Tugas Latihan: Tolong salin bagian teks tentang perbankan syari'ah dari "Perbankan syari'ah di" sampai "bagi perekonomian ummat." tanpa mengubah satu kata pun.

#### Blok Teks ####

Perbankan syari'ah di Indonesia, dengan umurnya yang masih muda dituntut untuk bersaing dengan perbankan konvensional sesuai mekanisme pasar (demand driven). Karena itu, bila ternyata paradigma sistem perbankan syari'ah yang selama ini dipakai lebih dominan pada tujuan memenangkan persaingan dengan bank-bank konvensional pada model-model pembiayaan yang kompetitif yaitu berdasarkan jual beli dan leasing maka amat layak untuk dikhawatirkan bahwa kehadiran bank syari'ah ternyata tidak akan membawa dampak akan signifikan bagi perekonomian ummat.

Karena apa? Bila bank syari'ah ternyata kemudian berhasil memenangkan persaingan ini maka itu tak lebih berarti bahwa bank syari'ah hanya berhasil merebut market share (nasabah) dari perbankan konvensional yang sudah eksis selama ini, yaitu kelompok masyarakat perkotaan yang sudah mapan (urban) dan bank minded. Bank syari'ah sama sekali belum berhasil menciptakan segmen pasar baru dengan mengumpulkan nasabah-nasabah dari kelompok masyarakat rural dan sektor informal lainnya.

#### Daftar Butir ####

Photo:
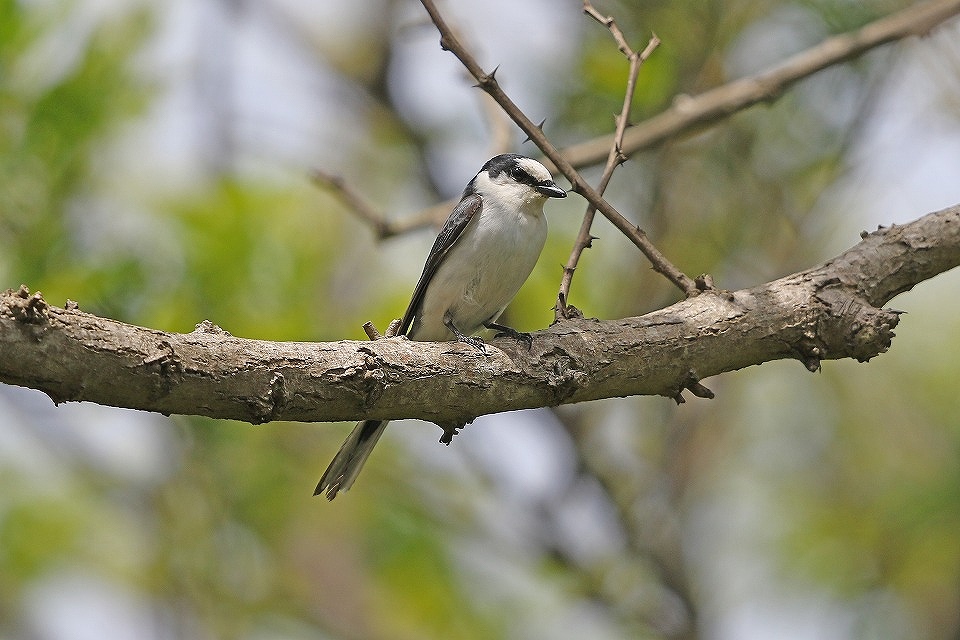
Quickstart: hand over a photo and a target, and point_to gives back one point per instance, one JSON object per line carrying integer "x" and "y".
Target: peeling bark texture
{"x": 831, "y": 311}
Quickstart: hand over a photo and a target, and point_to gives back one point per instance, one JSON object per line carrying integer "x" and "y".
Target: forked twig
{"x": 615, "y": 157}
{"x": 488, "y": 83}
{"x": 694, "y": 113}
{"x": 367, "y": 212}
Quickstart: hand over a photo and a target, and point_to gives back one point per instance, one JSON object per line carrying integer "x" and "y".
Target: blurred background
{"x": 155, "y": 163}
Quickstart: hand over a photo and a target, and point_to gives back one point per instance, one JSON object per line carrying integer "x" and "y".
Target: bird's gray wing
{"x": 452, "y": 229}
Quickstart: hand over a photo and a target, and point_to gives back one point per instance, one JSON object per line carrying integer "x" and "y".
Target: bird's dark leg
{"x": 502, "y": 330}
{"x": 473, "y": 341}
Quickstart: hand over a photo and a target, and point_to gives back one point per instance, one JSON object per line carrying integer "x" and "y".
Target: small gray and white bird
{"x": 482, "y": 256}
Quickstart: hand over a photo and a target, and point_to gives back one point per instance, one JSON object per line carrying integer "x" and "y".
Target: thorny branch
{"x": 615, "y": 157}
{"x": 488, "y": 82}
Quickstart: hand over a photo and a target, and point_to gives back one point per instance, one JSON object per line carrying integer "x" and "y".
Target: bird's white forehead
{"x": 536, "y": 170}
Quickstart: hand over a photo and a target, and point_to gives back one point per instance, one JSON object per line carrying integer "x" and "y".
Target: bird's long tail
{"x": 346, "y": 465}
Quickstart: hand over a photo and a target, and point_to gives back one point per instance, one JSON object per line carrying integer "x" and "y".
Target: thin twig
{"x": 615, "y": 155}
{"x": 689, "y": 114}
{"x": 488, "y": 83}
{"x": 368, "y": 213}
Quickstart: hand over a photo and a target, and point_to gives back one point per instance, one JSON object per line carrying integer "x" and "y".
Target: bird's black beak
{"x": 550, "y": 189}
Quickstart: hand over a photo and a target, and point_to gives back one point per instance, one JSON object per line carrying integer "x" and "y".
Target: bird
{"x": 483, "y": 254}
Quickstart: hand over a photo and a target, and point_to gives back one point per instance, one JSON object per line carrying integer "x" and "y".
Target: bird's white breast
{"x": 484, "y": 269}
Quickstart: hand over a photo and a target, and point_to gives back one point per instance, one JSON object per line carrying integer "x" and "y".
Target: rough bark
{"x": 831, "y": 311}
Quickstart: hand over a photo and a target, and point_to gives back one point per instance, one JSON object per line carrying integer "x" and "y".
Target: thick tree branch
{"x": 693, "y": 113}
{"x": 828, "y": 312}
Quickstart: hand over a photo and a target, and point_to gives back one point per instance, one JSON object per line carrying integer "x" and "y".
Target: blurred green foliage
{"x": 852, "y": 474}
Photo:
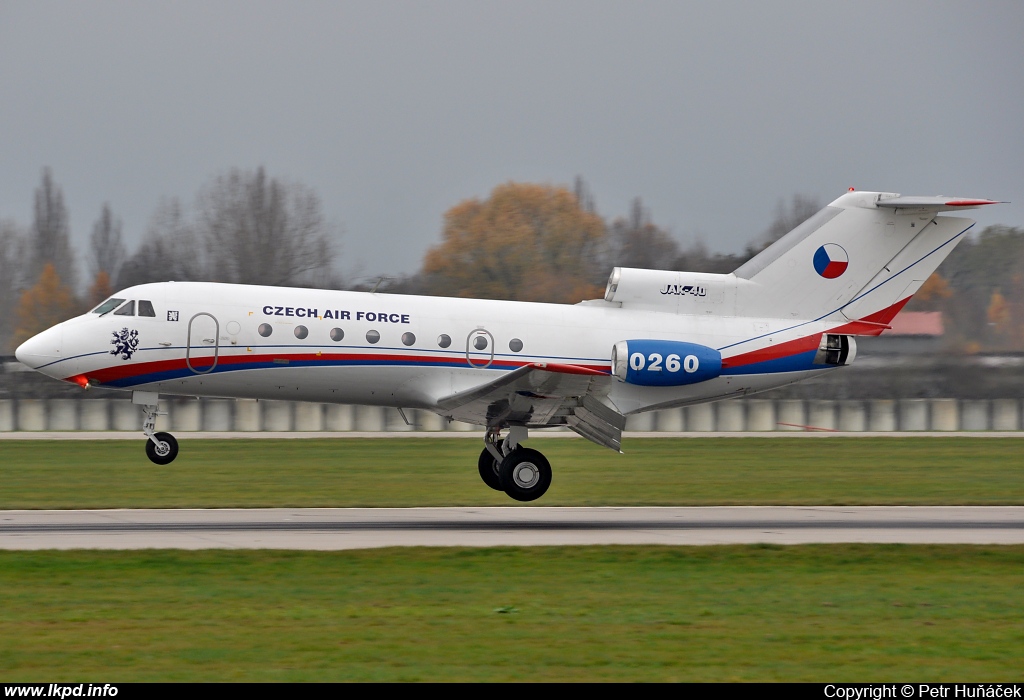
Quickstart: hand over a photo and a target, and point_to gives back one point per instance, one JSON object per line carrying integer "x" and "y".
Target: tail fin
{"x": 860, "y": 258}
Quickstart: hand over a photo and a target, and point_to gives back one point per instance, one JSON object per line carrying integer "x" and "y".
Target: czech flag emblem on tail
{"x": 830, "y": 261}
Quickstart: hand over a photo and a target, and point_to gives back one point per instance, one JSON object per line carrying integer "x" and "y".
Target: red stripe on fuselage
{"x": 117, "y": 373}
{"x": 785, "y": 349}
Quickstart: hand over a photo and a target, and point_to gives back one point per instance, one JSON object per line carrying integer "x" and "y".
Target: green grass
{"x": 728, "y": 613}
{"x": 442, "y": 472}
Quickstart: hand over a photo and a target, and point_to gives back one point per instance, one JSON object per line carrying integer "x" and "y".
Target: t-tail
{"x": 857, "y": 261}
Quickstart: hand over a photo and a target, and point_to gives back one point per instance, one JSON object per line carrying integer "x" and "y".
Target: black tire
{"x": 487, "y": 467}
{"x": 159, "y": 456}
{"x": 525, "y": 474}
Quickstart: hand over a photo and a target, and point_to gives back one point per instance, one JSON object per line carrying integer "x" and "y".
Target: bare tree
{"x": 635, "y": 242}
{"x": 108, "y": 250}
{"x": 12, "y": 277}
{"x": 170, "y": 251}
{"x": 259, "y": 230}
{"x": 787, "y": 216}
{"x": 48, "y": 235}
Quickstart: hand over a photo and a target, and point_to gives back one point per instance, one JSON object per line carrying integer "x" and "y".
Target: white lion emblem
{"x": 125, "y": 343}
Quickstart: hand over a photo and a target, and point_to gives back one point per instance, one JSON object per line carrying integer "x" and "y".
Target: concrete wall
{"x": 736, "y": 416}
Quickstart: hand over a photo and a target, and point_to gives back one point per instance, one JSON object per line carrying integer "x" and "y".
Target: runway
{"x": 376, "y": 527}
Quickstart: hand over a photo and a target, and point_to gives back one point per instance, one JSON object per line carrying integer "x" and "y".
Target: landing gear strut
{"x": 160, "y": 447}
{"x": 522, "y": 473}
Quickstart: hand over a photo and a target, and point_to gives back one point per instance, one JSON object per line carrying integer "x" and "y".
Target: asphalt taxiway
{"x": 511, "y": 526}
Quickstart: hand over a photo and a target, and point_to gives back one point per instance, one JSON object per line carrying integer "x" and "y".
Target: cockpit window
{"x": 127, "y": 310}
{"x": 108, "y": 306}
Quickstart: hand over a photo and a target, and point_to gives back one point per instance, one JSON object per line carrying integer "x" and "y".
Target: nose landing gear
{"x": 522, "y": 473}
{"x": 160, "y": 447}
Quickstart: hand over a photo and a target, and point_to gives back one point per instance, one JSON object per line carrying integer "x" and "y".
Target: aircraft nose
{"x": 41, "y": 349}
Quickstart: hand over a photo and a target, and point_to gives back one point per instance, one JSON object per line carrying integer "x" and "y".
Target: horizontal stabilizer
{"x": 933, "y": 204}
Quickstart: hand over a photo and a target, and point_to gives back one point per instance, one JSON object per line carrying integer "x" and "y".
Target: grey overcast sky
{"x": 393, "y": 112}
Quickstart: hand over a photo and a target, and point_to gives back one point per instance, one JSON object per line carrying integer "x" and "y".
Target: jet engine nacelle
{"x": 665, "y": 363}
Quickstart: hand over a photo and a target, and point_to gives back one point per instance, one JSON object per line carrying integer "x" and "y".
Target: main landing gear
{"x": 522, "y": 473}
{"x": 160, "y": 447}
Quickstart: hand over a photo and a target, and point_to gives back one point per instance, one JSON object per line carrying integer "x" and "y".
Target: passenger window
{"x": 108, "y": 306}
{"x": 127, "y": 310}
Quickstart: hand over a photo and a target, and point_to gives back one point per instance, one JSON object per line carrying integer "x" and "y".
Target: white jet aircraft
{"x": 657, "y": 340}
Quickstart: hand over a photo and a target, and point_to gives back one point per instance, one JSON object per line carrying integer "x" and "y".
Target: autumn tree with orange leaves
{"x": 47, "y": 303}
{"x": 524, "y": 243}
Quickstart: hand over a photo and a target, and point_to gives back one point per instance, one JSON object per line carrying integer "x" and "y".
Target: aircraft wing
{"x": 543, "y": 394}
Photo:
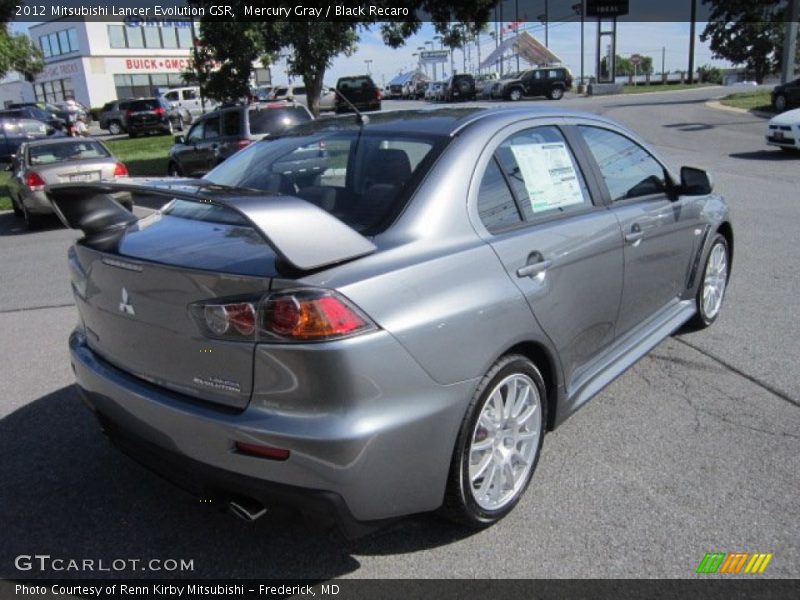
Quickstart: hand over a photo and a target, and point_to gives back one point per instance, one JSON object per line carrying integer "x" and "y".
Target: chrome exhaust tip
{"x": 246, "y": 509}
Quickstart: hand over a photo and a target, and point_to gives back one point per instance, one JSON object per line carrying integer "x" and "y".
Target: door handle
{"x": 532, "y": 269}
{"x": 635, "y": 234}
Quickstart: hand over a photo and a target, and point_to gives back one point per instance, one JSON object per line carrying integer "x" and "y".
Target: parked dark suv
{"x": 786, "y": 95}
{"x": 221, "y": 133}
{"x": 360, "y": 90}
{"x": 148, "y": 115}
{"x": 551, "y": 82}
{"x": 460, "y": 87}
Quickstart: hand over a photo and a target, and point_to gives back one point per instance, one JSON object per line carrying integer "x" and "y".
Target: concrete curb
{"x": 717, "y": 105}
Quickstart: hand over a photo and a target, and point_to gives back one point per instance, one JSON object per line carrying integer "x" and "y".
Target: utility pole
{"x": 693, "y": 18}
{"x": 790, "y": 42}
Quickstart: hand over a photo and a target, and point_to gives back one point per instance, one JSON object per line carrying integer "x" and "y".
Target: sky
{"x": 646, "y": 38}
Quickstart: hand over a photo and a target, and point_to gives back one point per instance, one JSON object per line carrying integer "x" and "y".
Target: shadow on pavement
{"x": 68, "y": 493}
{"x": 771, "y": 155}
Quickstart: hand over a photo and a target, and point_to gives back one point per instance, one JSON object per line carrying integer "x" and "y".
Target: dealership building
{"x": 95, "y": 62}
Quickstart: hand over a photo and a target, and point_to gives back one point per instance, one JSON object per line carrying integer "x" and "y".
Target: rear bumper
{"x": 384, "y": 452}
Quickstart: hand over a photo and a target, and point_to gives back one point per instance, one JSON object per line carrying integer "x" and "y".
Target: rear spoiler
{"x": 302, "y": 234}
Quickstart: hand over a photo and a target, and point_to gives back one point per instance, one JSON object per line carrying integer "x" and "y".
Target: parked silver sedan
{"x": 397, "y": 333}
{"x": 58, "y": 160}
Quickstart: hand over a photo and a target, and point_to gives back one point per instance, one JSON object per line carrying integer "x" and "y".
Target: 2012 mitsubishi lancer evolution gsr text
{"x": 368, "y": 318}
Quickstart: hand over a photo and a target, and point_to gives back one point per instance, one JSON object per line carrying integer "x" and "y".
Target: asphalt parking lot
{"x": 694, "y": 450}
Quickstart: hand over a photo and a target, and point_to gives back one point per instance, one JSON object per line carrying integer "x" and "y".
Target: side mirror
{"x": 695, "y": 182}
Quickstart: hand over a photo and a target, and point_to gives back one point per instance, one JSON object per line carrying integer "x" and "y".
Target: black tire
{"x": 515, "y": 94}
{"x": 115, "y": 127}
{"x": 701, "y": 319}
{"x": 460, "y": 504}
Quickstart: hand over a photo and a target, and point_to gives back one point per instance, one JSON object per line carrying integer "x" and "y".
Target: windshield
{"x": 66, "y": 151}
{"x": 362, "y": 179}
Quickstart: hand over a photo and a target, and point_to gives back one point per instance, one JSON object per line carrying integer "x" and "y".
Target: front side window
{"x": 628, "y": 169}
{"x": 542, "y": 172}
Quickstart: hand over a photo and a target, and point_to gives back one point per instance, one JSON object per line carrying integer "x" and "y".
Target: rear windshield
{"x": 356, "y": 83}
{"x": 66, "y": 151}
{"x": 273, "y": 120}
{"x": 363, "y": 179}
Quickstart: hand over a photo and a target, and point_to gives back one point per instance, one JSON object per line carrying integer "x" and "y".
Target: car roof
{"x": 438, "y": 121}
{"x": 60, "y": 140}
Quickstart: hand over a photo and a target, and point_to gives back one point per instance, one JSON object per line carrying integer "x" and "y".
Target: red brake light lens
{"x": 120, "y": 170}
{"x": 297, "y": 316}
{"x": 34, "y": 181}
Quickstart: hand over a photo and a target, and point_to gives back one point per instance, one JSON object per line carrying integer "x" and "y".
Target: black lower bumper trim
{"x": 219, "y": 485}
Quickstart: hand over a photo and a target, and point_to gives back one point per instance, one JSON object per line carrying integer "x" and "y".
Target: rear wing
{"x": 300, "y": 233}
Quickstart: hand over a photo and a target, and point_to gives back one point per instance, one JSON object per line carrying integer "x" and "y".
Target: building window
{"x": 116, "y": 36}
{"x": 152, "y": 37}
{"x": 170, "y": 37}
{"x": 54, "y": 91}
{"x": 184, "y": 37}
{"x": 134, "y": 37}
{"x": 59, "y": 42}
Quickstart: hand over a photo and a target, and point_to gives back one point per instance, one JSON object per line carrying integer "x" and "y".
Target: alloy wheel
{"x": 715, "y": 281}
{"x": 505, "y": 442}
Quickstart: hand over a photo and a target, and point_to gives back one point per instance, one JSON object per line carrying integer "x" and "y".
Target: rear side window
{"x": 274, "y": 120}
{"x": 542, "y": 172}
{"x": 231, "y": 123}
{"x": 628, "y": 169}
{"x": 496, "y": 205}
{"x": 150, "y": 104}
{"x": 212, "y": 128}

####

Keluaran yang Diharapkan:
Perbankan syari'ah di Indonesia, dengan umurnya yang masih muda dituntut untuk bersaing dengan perbankan konvensional sesuai mekanisme pasar (demand driven). Karena itu, bila ternyata paradigma sistem perbankan syari'ah yang selama ini dipakai lebih dominan pada tujuan memenangkan persaingan dengan bank-bank konvensional pada model-model pembiayaan yang kompetitif yaitu berdasarkan jual beli dan leasing maka amat layak untuk dikhawatirkan bahwa kehadiran bank syari'ah ternyata tidak akan membawa dampak akan signifikan bagi perekonomian ummat.